▸ **DIRECTIVE**
Copy the lines from the one containing "Pick out the red fire" through the one containing "pixel 393 90", inclusive, changing every "fire extinguisher" to "fire hose" and leaving everything else as it is.

▼

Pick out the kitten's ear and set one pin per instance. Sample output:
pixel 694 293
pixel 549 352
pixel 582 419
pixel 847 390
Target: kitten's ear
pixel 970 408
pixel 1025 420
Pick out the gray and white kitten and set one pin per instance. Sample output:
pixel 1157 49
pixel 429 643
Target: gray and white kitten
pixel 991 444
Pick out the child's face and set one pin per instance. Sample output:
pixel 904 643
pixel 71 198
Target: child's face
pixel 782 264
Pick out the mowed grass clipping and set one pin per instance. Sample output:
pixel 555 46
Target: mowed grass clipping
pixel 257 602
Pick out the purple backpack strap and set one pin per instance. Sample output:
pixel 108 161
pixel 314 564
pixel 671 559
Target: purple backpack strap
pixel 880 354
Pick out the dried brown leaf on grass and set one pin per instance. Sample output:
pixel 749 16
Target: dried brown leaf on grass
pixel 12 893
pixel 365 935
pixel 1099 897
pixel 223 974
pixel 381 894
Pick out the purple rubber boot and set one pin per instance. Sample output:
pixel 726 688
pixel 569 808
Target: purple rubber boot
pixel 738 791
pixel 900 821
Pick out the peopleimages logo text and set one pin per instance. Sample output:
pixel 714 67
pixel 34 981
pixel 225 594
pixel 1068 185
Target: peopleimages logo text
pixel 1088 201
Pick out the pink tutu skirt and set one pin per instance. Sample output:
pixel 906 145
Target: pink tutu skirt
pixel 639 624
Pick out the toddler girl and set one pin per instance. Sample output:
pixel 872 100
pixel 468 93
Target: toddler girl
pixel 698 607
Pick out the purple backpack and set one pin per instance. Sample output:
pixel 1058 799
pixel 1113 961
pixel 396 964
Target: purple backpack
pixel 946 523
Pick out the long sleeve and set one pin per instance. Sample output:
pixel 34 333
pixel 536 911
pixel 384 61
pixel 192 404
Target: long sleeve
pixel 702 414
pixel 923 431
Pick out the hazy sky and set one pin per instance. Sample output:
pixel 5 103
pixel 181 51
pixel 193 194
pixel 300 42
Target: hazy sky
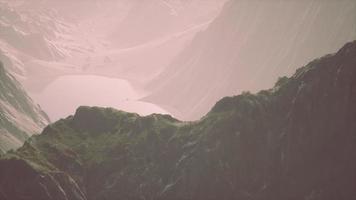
pixel 168 56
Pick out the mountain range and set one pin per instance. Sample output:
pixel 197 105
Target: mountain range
pixel 247 47
pixel 293 141
pixel 20 117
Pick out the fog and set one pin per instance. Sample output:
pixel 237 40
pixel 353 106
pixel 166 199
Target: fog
pixel 162 56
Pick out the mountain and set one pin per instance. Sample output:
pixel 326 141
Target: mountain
pixel 247 47
pixel 294 141
pixel 20 117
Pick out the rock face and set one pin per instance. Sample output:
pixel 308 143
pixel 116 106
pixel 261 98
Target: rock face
pixel 294 141
pixel 20 117
pixel 247 47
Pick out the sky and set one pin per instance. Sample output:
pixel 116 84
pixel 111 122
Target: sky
pixel 173 57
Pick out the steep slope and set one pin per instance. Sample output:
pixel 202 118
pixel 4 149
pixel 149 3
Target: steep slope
pixel 294 141
pixel 151 20
pixel 20 117
pixel 247 47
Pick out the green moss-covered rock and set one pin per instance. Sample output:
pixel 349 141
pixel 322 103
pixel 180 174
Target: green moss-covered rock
pixel 294 141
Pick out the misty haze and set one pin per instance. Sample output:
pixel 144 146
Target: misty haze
pixel 177 99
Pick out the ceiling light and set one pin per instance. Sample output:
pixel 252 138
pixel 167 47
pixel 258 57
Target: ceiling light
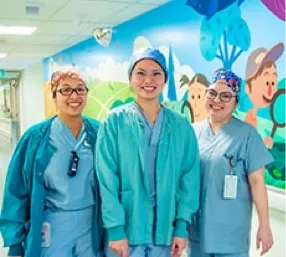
pixel 16 30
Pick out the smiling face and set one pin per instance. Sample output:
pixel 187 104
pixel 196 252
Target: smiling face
pixel 220 102
pixel 263 86
pixel 147 80
pixel 70 104
pixel 197 92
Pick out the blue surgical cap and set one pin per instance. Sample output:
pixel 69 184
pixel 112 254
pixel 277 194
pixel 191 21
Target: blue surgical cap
pixel 148 54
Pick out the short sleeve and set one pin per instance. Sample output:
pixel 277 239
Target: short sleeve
pixel 257 155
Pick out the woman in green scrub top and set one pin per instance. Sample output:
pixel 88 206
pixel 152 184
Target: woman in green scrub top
pixel 233 158
pixel 51 205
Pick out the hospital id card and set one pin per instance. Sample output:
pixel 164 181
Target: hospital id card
pixel 230 187
pixel 46 234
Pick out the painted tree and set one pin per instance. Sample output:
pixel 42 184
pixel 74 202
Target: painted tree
pixel 172 95
pixel 225 36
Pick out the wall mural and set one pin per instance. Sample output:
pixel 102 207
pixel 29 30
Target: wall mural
pixel 200 38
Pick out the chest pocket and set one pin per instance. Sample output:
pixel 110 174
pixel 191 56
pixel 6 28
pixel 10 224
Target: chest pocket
pixel 237 164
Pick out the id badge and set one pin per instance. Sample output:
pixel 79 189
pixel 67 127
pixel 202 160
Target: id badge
pixel 230 187
pixel 46 234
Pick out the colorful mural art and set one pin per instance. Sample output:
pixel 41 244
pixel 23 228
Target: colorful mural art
pixel 199 38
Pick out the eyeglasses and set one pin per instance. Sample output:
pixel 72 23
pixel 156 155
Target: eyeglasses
pixel 224 97
pixel 155 75
pixel 74 160
pixel 68 91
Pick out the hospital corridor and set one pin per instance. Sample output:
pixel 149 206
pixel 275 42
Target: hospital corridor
pixel 142 128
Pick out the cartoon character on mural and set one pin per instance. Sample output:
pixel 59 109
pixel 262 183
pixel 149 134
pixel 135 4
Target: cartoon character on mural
pixel 195 102
pixel 262 81
pixel 219 34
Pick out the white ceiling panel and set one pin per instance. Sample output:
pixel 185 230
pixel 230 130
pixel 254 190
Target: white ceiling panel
pixel 128 13
pixel 16 9
pixel 35 50
pixel 53 28
pixel 60 24
pixel 18 63
pixel 5 48
pixel 93 11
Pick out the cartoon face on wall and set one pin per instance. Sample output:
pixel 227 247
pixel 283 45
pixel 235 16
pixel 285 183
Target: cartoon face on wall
pixel 200 37
pixel 195 103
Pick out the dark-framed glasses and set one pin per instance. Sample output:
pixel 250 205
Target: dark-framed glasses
pixel 224 97
pixel 73 165
pixel 68 91
pixel 154 75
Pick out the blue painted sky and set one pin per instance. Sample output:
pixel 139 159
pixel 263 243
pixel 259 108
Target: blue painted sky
pixel 179 25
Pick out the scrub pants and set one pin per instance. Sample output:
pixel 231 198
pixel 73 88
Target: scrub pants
pixel 70 234
pixel 144 251
pixel 196 252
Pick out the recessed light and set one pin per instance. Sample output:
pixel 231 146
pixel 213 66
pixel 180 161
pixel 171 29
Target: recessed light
pixel 17 30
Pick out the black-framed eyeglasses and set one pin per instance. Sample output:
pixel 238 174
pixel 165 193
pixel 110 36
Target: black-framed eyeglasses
pixel 74 160
pixel 68 91
pixel 224 97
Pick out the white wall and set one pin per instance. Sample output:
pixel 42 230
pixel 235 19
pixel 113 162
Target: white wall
pixel 32 109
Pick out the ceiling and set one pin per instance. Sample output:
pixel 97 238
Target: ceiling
pixel 60 23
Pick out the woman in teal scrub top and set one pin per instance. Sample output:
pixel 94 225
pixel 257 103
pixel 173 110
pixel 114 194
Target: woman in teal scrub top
pixel 51 205
pixel 233 158
pixel 148 168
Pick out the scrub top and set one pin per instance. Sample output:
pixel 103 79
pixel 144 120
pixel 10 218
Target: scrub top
pixel 62 191
pixel 152 135
pixel 223 225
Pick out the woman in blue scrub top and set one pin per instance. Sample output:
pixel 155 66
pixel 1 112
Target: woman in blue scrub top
pixel 233 158
pixel 148 168
pixel 51 204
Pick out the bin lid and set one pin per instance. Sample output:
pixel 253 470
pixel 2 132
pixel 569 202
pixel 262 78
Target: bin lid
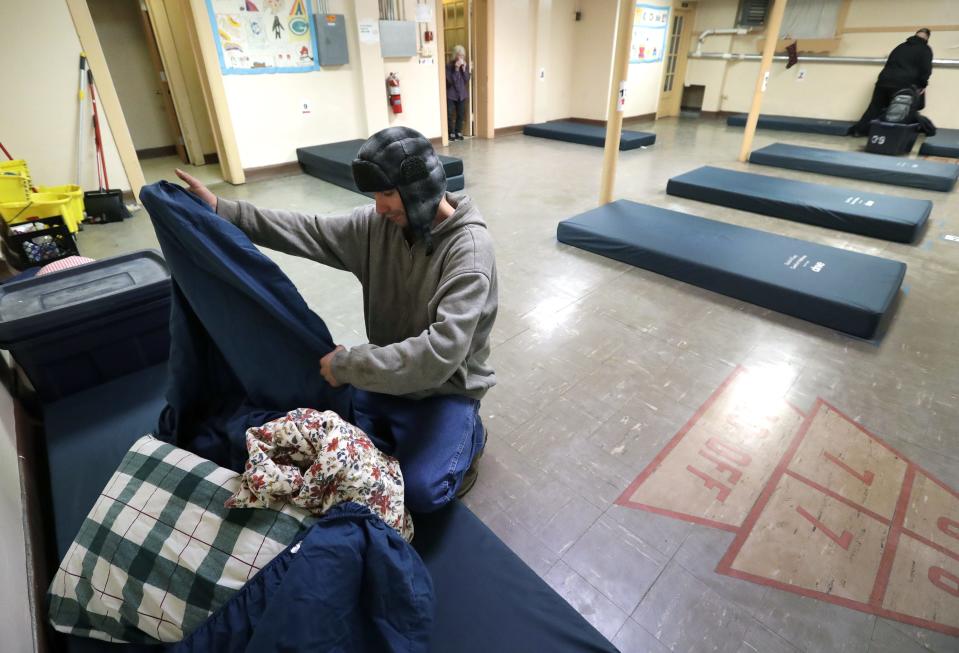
pixel 43 304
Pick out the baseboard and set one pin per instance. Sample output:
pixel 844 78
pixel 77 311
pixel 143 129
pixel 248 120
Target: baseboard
pixel 260 173
pixel 717 114
pixel 156 152
pixel 505 131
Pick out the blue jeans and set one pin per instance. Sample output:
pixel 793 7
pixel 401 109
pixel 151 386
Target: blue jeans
pixel 435 439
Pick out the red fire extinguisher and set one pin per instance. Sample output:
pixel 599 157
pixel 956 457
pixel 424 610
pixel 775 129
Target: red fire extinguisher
pixel 393 90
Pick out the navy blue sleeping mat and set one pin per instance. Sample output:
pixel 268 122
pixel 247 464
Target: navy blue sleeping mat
pixel 225 293
pixel 577 132
pixel 794 124
pixel 944 143
pixel 871 214
pixel 487 599
pixel 840 289
pixel 879 168
pixel 331 162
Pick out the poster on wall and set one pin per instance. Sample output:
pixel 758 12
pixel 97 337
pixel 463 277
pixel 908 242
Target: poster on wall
pixel 649 33
pixel 263 36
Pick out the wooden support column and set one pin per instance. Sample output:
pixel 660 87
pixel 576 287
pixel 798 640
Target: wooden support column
pixel 614 117
pixel 774 20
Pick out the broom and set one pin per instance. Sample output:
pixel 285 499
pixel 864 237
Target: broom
pixel 105 204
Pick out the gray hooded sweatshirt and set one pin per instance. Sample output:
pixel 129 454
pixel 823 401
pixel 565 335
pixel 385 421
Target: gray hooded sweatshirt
pixel 428 318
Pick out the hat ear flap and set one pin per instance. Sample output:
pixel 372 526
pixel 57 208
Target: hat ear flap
pixel 369 177
pixel 413 169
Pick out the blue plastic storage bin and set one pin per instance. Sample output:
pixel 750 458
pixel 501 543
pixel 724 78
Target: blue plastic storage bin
pixel 84 326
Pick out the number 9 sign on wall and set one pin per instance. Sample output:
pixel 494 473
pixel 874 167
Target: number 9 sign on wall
pixel 649 33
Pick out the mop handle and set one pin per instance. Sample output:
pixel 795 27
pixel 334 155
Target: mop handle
pixel 80 98
pixel 96 128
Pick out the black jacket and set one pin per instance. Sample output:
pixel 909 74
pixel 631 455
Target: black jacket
pixel 909 64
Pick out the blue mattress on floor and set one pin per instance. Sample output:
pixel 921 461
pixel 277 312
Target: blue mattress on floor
pixel 331 162
pixel 577 132
pixel 944 143
pixel 872 214
pixel 917 173
pixel 487 599
pixel 794 124
pixel 840 289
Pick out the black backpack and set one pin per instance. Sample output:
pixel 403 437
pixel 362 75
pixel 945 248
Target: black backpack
pixel 903 107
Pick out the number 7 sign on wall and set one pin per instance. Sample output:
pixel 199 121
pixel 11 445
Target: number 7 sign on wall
pixel 834 513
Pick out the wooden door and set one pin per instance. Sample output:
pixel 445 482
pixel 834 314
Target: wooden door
pixel 674 67
pixel 163 84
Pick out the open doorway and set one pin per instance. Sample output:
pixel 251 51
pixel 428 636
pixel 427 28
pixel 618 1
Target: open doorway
pixel 153 67
pixel 468 23
pixel 674 68
pixel 457 31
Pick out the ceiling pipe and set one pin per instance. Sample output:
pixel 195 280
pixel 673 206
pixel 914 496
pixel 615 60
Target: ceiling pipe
pixel 726 56
pixel 737 31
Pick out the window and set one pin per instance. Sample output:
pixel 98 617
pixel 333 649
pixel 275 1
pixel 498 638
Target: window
pixel 752 13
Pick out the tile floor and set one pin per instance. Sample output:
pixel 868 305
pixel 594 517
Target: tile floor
pixel 600 365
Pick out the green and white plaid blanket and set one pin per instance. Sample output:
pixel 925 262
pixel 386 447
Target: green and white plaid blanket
pixel 159 552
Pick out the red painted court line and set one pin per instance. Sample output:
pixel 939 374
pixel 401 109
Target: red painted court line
pixel 892 540
pixel 693 519
pixel 932 545
pixel 867 432
pixel 888 446
pixel 623 499
pixel 725 564
pixel 838 497
pixel 846 603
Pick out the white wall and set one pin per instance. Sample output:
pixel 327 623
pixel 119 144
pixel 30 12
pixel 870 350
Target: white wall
pixel 837 91
pixel 120 31
pixel 592 64
pixel 552 94
pixel 514 37
pixel 38 113
pixel 534 36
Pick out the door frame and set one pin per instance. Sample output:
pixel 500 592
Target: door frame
pixel 682 59
pixel 482 33
pixel 156 13
pixel 211 80
pixel 163 83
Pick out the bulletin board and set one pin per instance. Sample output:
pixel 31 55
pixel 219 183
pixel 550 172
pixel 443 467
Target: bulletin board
pixel 263 36
pixel 649 33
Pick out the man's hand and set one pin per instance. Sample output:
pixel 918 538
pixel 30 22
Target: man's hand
pixel 326 366
pixel 198 188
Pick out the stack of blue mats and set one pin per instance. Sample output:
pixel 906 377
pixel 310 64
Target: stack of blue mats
pixel 881 169
pixel 577 132
pixel 791 124
pixel 944 143
pixel 487 599
pixel 871 214
pixel 331 162
pixel 840 289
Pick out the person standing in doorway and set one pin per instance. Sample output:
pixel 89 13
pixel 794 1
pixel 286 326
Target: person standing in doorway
pixel 908 65
pixel 457 92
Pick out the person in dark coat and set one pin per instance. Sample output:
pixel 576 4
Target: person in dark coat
pixel 909 64
pixel 457 91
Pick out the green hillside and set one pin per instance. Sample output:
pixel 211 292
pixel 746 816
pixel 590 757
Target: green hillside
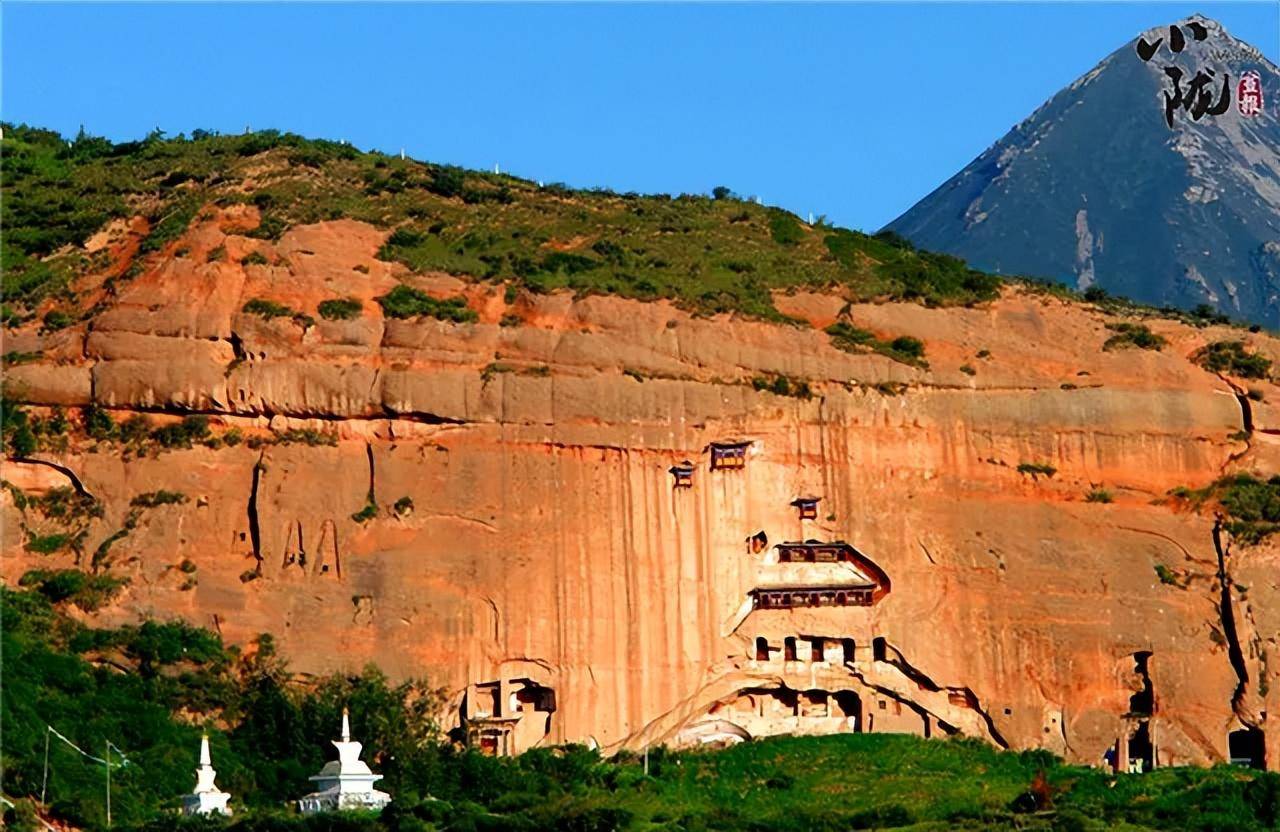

▲

▸ **ANSWER FOR THIS EXERCISE**
Pick out the red fire hose and set one pin per instance. Sample output:
pixel 599 157
pixel 956 457
pixel 424 610
pixel 775 129
Target: red fire hose
pixel 393 90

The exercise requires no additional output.